== AIM ==
Retype the listing that follows, exactly as written.

== ENTRIES SUPPLIED ==
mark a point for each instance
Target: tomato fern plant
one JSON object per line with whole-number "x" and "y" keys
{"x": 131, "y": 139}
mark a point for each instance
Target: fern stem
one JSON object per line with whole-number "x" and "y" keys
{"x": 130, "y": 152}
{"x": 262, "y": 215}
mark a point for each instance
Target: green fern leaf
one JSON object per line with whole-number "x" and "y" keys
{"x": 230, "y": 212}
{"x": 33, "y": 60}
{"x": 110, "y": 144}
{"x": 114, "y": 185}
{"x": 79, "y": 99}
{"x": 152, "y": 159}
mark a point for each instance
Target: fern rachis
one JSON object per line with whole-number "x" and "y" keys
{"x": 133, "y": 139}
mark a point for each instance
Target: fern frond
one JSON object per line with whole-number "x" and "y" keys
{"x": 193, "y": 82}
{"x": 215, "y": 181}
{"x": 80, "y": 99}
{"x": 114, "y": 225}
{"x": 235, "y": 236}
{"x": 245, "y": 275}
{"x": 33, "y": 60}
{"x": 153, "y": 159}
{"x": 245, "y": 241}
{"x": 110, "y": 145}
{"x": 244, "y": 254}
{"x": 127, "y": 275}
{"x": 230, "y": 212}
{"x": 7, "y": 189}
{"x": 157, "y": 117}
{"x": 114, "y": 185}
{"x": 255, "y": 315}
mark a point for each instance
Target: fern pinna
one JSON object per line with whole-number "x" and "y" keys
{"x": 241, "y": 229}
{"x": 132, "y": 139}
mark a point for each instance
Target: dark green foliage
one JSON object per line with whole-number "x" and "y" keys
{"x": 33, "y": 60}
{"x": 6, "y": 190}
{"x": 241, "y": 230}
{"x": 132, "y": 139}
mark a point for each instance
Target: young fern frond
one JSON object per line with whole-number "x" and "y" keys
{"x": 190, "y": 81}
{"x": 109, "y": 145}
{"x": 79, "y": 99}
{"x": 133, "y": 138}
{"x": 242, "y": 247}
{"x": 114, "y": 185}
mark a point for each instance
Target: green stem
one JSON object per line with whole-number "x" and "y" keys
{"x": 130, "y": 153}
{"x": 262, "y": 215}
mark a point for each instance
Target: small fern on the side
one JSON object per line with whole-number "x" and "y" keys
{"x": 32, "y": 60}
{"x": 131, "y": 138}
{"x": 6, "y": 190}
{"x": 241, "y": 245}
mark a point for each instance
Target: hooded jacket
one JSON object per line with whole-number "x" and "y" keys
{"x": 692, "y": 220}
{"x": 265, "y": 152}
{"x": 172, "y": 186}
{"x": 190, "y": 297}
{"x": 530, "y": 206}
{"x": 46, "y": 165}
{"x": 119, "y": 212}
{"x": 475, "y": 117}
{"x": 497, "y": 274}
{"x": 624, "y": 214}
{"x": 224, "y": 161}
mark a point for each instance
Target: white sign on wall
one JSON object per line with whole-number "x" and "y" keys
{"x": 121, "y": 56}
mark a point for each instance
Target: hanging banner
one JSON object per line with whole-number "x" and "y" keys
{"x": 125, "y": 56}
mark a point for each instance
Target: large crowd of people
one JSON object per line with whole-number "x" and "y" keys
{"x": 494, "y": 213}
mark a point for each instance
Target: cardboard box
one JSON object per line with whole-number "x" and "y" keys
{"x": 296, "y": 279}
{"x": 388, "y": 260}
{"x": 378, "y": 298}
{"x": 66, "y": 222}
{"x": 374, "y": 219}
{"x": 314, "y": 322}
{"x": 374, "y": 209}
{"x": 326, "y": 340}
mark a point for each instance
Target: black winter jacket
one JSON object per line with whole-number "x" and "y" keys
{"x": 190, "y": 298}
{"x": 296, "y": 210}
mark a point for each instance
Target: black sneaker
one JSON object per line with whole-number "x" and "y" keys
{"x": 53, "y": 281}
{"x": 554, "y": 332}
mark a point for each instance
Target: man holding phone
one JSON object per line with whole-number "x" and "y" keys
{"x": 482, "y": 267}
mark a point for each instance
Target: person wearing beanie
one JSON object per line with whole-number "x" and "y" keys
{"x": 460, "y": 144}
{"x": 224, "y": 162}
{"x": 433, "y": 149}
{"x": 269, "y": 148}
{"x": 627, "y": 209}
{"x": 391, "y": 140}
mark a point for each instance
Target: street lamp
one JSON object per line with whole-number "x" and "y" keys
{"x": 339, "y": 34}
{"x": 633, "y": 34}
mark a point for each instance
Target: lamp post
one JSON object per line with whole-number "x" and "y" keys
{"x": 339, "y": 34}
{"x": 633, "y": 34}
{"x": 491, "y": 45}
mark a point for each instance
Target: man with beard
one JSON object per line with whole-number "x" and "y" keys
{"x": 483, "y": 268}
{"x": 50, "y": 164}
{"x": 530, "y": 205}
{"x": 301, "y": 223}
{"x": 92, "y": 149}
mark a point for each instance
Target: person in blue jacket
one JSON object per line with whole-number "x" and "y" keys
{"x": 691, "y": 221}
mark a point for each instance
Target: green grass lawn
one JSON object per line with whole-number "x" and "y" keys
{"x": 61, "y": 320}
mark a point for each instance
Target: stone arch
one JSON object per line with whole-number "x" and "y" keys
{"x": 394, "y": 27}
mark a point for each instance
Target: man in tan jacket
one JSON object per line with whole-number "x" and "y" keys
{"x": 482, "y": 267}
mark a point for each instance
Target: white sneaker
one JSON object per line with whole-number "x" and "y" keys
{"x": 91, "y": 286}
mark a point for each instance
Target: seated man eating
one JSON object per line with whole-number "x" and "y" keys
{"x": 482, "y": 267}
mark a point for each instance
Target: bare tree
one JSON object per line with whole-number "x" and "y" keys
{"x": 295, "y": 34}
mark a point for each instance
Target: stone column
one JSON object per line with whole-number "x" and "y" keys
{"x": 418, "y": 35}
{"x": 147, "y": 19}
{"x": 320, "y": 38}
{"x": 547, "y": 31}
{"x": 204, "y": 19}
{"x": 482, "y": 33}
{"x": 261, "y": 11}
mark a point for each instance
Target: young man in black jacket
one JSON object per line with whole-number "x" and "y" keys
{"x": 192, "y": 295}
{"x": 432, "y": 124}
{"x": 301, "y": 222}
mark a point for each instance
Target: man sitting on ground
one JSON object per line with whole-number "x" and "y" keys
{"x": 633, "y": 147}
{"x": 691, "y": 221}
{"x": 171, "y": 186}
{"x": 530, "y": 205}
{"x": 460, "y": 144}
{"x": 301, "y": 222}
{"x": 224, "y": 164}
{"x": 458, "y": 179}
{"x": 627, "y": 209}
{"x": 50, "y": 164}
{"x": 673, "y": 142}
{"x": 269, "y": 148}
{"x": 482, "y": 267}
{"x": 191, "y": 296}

== RESULT OF THE TASK ==
mark a point for each instance
Target: tomato fern plant
one JSON object per line with whole-number "x" and "y" keys
{"x": 131, "y": 139}
mark a point for each instance
Target: fern stem
one JSON object per line with whole-number "x" and "y" keys
{"x": 130, "y": 152}
{"x": 262, "y": 215}
mark a point for each instance
Target: green fern leaf
one JSON object per line with whole-number "x" and "y" keys
{"x": 230, "y": 212}
{"x": 33, "y": 60}
{"x": 110, "y": 144}
{"x": 114, "y": 185}
{"x": 79, "y": 99}
{"x": 152, "y": 159}
mark a point for each instance
Target: fern rachis
one JSON object per line with whole-number "x" and "y" keys
{"x": 133, "y": 139}
mark a point for each instance
Target: fern frond
one JSON object per line with whole-number "x" and "y" keys
{"x": 193, "y": 82}
{"x": 215, "y": 181}
{"x": 80, "y": 99}
{"x": 114, "y": 225}
{"x": 235, "y": 236}
{"x": 245, "y": 275}
{"x": 33, "y": 60}
{"x": 153, "y": 159}
{"x": 245, "y": 241}
{"x": 110, "y": 145}
{"x": 244, "y": 254}
{"x": 127, "y": 275}
{"x": 230, "y": 212}
{"x": 7, "y": 189}
{"x": 157, "y": 117}
{"x": 114, "y": 185}
{"x": 255, "y": 315}
mark a point for each instance
Target: fern pinna
one JSON object per line with whole-number "x" and "y" keys
{"x": 241, "y": 229}
{"x": 132, "y": 139}
mark a point for each instance
Target: dark green foliage
one JSON object per line with whole-number "x" and "y" keys
{"x": 33, "y": 60}
{"x": 6, "y": 190}
{"x": 241, "y": 230}
{"x": 132, "y": 139}
mark a point for each instance
Target: young fern frond
one JSON object per line with whole-number "x" and "y" keys
{"x": 190, "y": 81}
{"x": 109, "y": 145}
{"x": 79, "y": 99}
{"x": 133, "y": 138}
{"x": 242, "y": 247}
{"x": 114, "y": 185}
mark a point for each instance
Target: green stem
one JSON object per line with whole-number "x" and "y" keys
{"x": 130, "y": 153}
{"x": 262, "y": 215}
mark a point for each instance
Target: small fern on the side
one JSON object per line with whole-number "x" and "y" keys
{"x": 32, "y": 60}
{"x": 131, "y": 138}
{"x": 6, "y": 190}
{"x": 241, "y": 245}
mark a point for each instance
Target: hooded jacket
one JSON object per line with whole-number "x" and "y" keys
{"x": 692, "y": 220}
{"x": 265, "y": 152}
{"x": 172, "y": 186}
{"x": 190, "y": 297}
{"x": 530, "y": 206}
{"x": 46, "y": 165}
{"x": 119, "y": 212}
{"x": 475, "y": 117}
{"x": 497, "y": 274}
{"x": 624, "y": 214}
{"x": 224, "y": 161}
mark a point for each instance
Target: white sign on wall
one JSON object per line with whole-number "x" and "y" keys
{"x": 121, "y": 56}
mark a point for each instance
Target: hanging banner
one JSON object per line with whole-number "x" and "y" keys
{"x": 125, "y": 56}
mark a point for each instance
Target: large crowd of people
one JSON object per line with whole-number "x" and "y" keys
{"x": 494, "y": 213}
mark a point for each instance
Target: cardboard box
one JSON object per line with whole-number "x" and "y" keys
{"x": 296, "y": 279}
{"x": 388, "y": 260}
{"x": 378, "y": 298}
{"x": 66, "y": 222}
{"x": 374, "y": 219}
{"x": 314, "y": 322}
{"x": 374, "y": 209}
{"x": 326, "y": 340}
mark a point for each instance
Target: black winter jacket
one JSON object per line with whole-number "x" and "y" keys
{"x": 190, "y": 298}
{"x": 296, "y": 210}
mark a point for each instance
Target: black sneaker
one JSON object per line with whole-number "x" and "y" keys
{"x": 53, "y": 281}
{"x": 554, "y": 332}
mark a point for each instance
Target: man holding phone
one JSON object per line with whole-number "x" and "y" keys
{"x": 482, "y": 267}
mark a point for each instance
Target: person wearing beanie
one JSON object per line with whole-number "x" and "y" keys
{"x": 460, "y": 144}
{"x": 224, "y": 162}
{"x": 433, "y": 149}
{"x": 269, "y": 148}
{"x": 627, "y": 209}
{"x": 391, "y": 140}
mark a point for each instance
Target: street lamp
one JSON object per line with whole-number "x" and "y" keys
{"x": 339, "y": 34}
{"x": 633, "y": 34}
mark a point for each instance
Target: lamp post
one JSON object per line with whole-number "x" and "y" keys
{"x": 339, "y": 34}
{"x": 633, "y": 34}
{"x": 491, "y": 45}
mark a point for each instance
Target: man with beard
one JSON object per line with whole-number "x" and "y" keys
{"x": 483, "y": 268}
{"x": 50, "y": 164}
{"x": 530, "y": 205}
{"x": 301, "y": 223}
{"x": 92, "y": 149}
mark a point for each instance
Target: person in blue jacket
one JSON object per line with whole-number "x" and "y" keys
{"x": 691, "y": 221}
mark a point for each instance
Target: green grass lawn
one JSON object per line with whole-number "x" and "y" keys
{"x": 61, "y": 320}
mark a point for each instance
Target: stone arch
one JSON object per line with whole-number "x" and "y" keys
{"x": 394, "y": 27}
mark a point for each instance
Target: man in tan jacket
one JSON object per line with whole-number "x" and "y" keys
{"x": 482, "y": 267}
mark a point for each instance
Target: white sneaker
one JSON object per line with whole-number "x" and "y" keys
{"x": 91, "y": 286}
mark a point for each instance
Target: seated man eating
one JSON object per line with whole-number "x" and "y" keys
{"x": 482, "y": 267}
mark a point for each instance
Target: bare tree
one JSON object per line with whole-number "x" and "y" keys
{"x": 295, "y": 34}
mark a point for each instance
Target: stone column
one JSON object per line with whole-number "x" and "y" keys
{"x": 418, "y": 35}
{"x": 147, "y": 19}
{"x": 320, "y": 38}
{"x": 547, "y": 31}
{"x": 204, "y": 19}
{"x": 482, "y": 33}
{"x": 261, "y": 11}
mark a point for each instance
Target: young man in black jacket
one JSON object per line with whole-number "x" and "y" keys
{"x": 192, "y": 295}
{"x": 432, "y": 124}
{"x": 301, "y": 222}
mark a point for each instance
Target: man sitting on ground
one JSON object per line with whole-number "x" and "y" keys
{"x": 633, "y": 147}
{"x": 691, "y": 221}
{"x": 171, "y": 186}
{"x": 530, "y": 205}
{"x": 460, "y": 144}
{"x": 301, "y": 222}
{"x": 224, "y": 164}
{"x": 458, "y": 179}
{"x": 627, "y": 209}
{"x": 50, "y": 164}
{"x": 673, "y": 142}
{"x": 269, "y": 148}
{"x": 482, "y": 267}
{"x": 191, "y": 296}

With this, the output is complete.